------ PASSAGE GIVEN
Ok so we're benchmarking NodeJS v PHP. Weird, but I'll go along with it.

External library used for Nodejs was cheerio and PhpQuery for Php.

Well, now we're testing cheerio v PhpQuery which is a bit different, but fine, let's go along with it. These two libraries do essentially the same thing, let you parse HTML and traverse about the DOM model. I can see how one might think it's fair, even if the title is already misleading...

Nodejs took 175.535 sec to complete where as Php took 711.790 sec to complete. Php was four times slower than Nodejs.

Sure it was, because phpQuery uses file_get_contents() which is blocking, meaning each and every single one of those web requests has to be done in turn. PHP is just sitting there waiting for the server to respond, when it could be doing something else. Also where were these tests being run from? The moon?!

We've come a long way from the original title of "NodeJS v PHP", to really asking "cheerio v phpQuery", which is realistically asking "Blocking v Non-Blocking", or Synchronous v Asynchronous".

Benchmarking to see if "doing multiple things at once" is faster than "doing one thing at a time" almost certainly sounds like a waste of time, but it would at least match the actual code examples being run and therefore be a valid test. Let's just pretend it was worded like that, and have a go at this benchmark ourselves.

Setup

I made a repo and shoved a Vagrantfile in there with just the basic Ubuntu 12.10 image. I could have done up a whole Puppet manifest, but this will be a useful learning exercise for people who want to learn how to setup ReactPHP anyway. Vagrant up that box, then ssh in. All the test scripts are in there.

I have no idea what version of PHP he is using because he does't actually say, but let's just go with PHP 5.5 ourselves because it is the current more recent stable version.

$ sudo add-apt-repository ppa:ondrej/php5
$ sudo apt-get update
$ sudo apt-get install php5-cli

That gets PHP ready.

$ sudo apt-get install -y php5-dev libevent-dev
$ wget http://pecl.php.net/get/libevent-0.0.5.tgz
$ tar -xzf libevent-0.0.5.tgz
$ cd libevent-0.0.5 && phpize && ./configure && make && sudo make install
$ echo "extension=libevent.so" | sudo tee -a /etc/php5/cli/php.ini

That should sort out libevent, so we can let PHP work with event loops.

$ sudo apt-get install -y python-software-properties python g++ make
$ sudo add-apt-repository ppa:chris-lea/node.js
$ sudo apt-get update
$ sudo apt-get install -y nodejs

This will install a version of Node much newer than the 0.6.x Ubuntu's default repo will give you.

$ npm install request
$ npm install cheerio

Now we have the NPM modules for Node to do its thing.

Variables

Bandwidth: 15 Mbps
Vagrant Memory: 1024MB
PHP version: v5.5.5
NodeJS version: v0.10.21

I used phpQuery with the one file download, because they haven't bothered getting it on Composer yet. If they're going to flagrantly ignore PSR-0 and Composer I may as well go with performantly packaged option.
------------
------ DATASET EXTRACT
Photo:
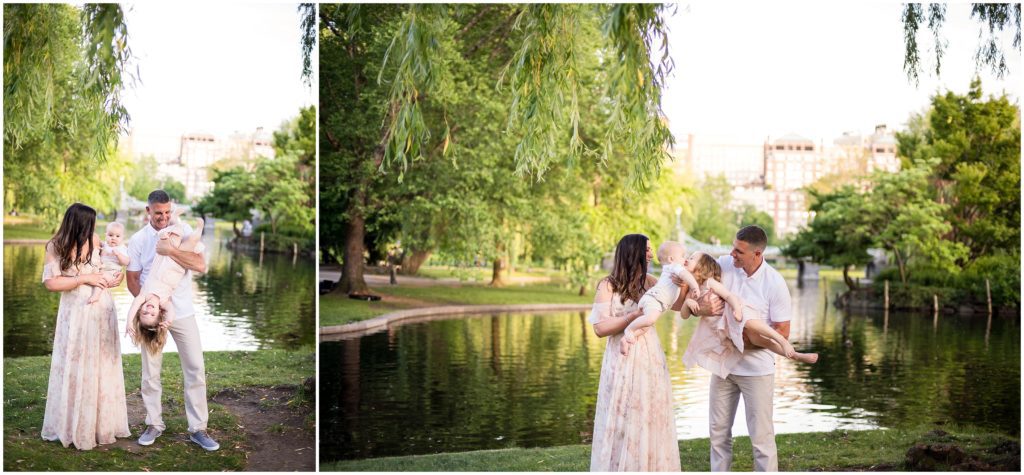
------------
*OBJECTIVES*
**a)** Answer each question from the benchmarking text, one per line:
(i) How many seconds did Node.js take to complete the original test?
(ii) Which Ubuntu image does the Vagrantfile contain?
(iii) What bandwidth is given under "Variables"?
**b)** Duplicate the section of the benchmarking text starting at "I have no idea" and ending at "recent stable version.".
The listing plays no part in this work.

*ANSWERS TO THE PROBLEMS*
**a)**
(i) 175.535 seconds
(ii) The basic Ubuntu 12.10 image
(iii) 15 Mbps

**b)**
I have no idea what version of PHP he is using because he does't actually say, but let's just go with PHP 5.5 ourselves because it is the current more recent stable version.